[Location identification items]
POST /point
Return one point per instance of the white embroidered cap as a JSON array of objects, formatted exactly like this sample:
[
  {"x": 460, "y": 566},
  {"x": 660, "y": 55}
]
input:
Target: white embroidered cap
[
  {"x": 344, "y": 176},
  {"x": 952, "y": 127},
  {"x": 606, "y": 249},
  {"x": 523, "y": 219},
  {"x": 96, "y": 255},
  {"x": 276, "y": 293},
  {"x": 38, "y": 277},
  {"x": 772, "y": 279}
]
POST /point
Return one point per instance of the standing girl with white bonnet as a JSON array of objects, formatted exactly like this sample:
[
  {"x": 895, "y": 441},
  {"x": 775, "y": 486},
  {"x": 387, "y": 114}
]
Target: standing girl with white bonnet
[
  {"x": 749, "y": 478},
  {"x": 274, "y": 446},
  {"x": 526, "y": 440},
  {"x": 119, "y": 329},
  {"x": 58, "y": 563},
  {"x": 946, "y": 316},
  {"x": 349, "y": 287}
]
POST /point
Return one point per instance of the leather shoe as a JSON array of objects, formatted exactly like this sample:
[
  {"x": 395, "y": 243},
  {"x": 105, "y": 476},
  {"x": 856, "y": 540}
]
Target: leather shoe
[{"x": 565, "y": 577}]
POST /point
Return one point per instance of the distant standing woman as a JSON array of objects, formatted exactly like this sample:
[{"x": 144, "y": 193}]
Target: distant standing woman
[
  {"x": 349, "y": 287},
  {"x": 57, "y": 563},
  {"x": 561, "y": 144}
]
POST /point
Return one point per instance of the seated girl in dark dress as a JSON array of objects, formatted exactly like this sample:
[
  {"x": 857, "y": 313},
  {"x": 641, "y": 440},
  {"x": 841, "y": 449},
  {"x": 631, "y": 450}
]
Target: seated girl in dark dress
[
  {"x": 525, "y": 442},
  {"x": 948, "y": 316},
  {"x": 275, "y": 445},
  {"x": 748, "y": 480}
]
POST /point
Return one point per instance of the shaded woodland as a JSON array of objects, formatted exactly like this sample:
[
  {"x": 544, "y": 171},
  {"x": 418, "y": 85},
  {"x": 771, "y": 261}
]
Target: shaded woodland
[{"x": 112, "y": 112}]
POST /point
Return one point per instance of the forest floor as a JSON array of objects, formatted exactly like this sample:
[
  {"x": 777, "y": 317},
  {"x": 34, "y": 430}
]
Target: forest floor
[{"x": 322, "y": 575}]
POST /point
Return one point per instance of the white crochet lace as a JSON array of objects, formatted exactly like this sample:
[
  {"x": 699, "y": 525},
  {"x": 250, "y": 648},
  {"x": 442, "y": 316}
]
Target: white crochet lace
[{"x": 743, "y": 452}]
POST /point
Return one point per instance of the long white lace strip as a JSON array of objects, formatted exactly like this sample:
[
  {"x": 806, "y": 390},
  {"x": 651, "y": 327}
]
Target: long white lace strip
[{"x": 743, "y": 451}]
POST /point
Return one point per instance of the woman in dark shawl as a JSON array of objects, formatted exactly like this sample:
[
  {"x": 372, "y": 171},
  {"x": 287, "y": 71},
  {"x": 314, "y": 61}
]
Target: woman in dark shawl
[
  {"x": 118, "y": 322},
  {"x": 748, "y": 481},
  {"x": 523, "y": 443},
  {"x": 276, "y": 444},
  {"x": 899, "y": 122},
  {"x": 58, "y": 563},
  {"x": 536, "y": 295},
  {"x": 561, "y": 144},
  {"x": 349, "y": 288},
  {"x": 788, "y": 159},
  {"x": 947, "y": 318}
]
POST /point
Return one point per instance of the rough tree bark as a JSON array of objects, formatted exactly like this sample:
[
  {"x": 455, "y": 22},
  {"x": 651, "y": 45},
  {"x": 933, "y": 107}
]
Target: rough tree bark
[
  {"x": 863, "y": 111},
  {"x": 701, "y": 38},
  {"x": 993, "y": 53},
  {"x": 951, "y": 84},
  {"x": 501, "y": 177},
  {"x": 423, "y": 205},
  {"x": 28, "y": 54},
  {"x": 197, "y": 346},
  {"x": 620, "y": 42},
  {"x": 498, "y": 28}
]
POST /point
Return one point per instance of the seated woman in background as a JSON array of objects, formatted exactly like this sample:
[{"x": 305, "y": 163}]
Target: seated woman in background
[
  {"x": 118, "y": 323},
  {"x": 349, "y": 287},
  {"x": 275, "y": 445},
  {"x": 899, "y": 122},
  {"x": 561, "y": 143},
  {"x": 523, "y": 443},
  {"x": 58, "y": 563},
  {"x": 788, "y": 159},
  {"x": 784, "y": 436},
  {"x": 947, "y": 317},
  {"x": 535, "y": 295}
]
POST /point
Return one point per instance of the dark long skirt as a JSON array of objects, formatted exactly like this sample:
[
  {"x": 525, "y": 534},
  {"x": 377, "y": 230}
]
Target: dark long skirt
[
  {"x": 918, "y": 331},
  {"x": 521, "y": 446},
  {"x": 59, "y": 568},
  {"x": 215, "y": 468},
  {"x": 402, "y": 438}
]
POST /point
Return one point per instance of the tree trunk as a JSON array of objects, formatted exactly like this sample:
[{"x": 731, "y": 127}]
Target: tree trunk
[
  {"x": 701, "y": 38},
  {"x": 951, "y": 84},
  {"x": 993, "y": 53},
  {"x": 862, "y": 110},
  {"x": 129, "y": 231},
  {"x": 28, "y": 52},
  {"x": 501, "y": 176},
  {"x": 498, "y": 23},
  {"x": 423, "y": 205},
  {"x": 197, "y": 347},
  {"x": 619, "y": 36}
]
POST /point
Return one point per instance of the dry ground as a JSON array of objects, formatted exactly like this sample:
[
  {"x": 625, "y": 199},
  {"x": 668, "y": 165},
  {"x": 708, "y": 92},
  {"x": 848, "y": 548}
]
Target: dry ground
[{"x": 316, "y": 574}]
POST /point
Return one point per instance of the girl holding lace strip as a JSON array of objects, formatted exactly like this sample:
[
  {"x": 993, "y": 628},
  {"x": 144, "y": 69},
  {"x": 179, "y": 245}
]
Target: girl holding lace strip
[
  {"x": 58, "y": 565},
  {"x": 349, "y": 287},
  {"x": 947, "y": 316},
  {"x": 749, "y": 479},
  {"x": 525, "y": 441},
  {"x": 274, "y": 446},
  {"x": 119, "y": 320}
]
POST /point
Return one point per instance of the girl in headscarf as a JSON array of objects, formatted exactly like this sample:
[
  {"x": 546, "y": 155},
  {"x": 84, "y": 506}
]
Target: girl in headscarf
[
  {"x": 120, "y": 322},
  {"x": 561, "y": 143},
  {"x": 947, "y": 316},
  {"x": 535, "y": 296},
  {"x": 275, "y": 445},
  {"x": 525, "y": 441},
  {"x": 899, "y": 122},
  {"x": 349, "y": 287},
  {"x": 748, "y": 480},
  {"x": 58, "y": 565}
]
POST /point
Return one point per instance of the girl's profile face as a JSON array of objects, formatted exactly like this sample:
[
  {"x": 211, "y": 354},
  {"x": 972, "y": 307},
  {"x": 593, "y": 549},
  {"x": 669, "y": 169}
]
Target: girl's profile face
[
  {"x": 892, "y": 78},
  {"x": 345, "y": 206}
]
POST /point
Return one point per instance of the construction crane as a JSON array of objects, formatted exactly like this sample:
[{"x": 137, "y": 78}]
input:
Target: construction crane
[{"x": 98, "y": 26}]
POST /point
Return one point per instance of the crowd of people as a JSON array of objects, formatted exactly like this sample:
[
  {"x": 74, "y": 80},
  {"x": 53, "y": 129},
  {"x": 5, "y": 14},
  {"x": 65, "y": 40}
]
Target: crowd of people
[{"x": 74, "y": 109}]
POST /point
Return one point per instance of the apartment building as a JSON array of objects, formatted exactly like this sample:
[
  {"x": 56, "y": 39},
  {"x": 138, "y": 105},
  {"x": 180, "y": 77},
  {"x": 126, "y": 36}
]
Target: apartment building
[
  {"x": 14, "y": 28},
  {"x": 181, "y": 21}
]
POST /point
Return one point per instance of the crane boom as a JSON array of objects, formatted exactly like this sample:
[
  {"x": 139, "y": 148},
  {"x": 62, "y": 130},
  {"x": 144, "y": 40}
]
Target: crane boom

Instructions to follow:
Pick out and copy each line of the listing above that contains the word "bark".

Solution:
Return one point per instance of the rough tree bark as a JSON array of objects, formatted exactly like this sample:
Target: rough tree bark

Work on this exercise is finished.